EXCERPT:
+===+

This confusing bit of code is here because each line of the file — each line of every file, in fact — ends with an invisible “newline” character that means “this line is over, start a new one.” Since we want to deal only with the visible content of the line while doing more stuff, we need to discard that newline character, and

word = word[:-1]

is how you do that. (For our purposes right now it’s not terribly important how that works, but you can read it roughly as, “replace word with everything-in-word-except-the-last-character.”)

We’ll begin more stuff with a test to make sure that the word we’re looking at is four letters long:

for word in wordlist:
  word = word[:-1]
  if len(word) == 4:
    ...the rest of the stuff...

Here, len(word) means “the length of word” (i.e., the number of characters it contains), and == is for testing whether two things are equal. (A single = means “make this equal that,” as we’ve already seen a few times.) The rest of the stuff will only happen if len(word) is 4.

If it is 4, then we want to save the word in the correct set — either the set of A words, or the set of G words, etc. Here’s what the complete loop looks like:

for word in wordlist:
  word = word[:-1]
  if len(word) == 4:
    first_letter = word[0]
    if first_letter == 'a':
      a_words.add(word)
    elif first_letter == 'g':
      g_words.add(word)
    elif first_letter == 's':
      s_words.add(word)
    elif first_letter == 'e':
      e_words.add(word)
    elif first_letter == 'w':
      w_words.add(word)
    elif first_letter == 't':
      t_words.add(word)

After determining that len(word) was 4, we gave the name first_letter to the first letter of word (which is written as word[0], because most things in programming are counted beginning at 0 rather than at 1). We then tested first_letter to see if it was a, and added it to a_words if it was; if it wasn’t, we tested it to see if it was g, and added it to g_words if so; etc. The strange word elif appearing in the code above is simply Python’s abbreviation for “else if.”

If first_letter isn’t one of the six we care about — or if word isn’t 4 characters long to begin with — then nothing happens and we loop back around to the for word in wordlist line to get the next word.

After reading all the lines from wordlist, the loop exits and the program does whatever comes next, which is:

wordlist.close()

This is the way to say we’re finished using that placeholder and don’t need it anymore. Doing so releases resources, such as memory space, that the computer can now use for other purposes. (In a little program like this, that doesn’t matter much, so it’s OK to leave out wordlist.close(). But in large programs you can “leak” memory and other resources if you do things like fail to close files when you’re finished with them.)

+===+

INFORMATION GIVEN:
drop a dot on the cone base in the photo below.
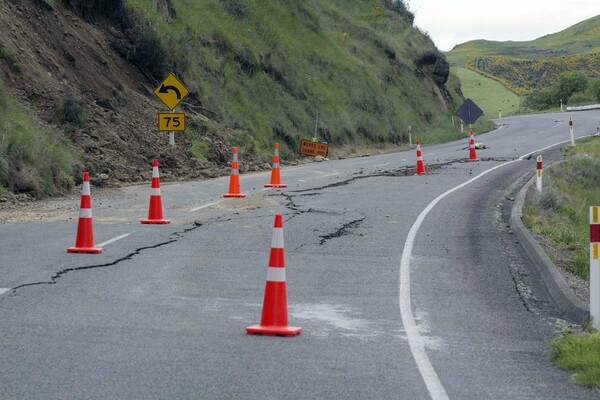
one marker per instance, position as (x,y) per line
(155,221)
(273,330)
(88,250)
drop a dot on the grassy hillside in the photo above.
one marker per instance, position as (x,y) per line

+===+

PROBLEM 1:
List the names of every set that words get added to in the complete loop shown in the Python excerpt.
PROBLEM 2:
According to the Python excerpt, what does the word elif stand for?
PROBLEM 3:
Retype the part of the Python excerpt that opens with the words containing "If first_letter isn’t" and closes with "the next word.".

FINAL ANSWER 1:
a_words, g_words, s_words, e_words, w_words, t_words

FINAL ANSWER 2:
"Else if."

FINAL ANSWER 3:
If first_letter isn’t one of the six we care about — or if word isn’t 4 characters long to begin with — then nothing happens and we loop back around to the for word in wordlist line to get the next word.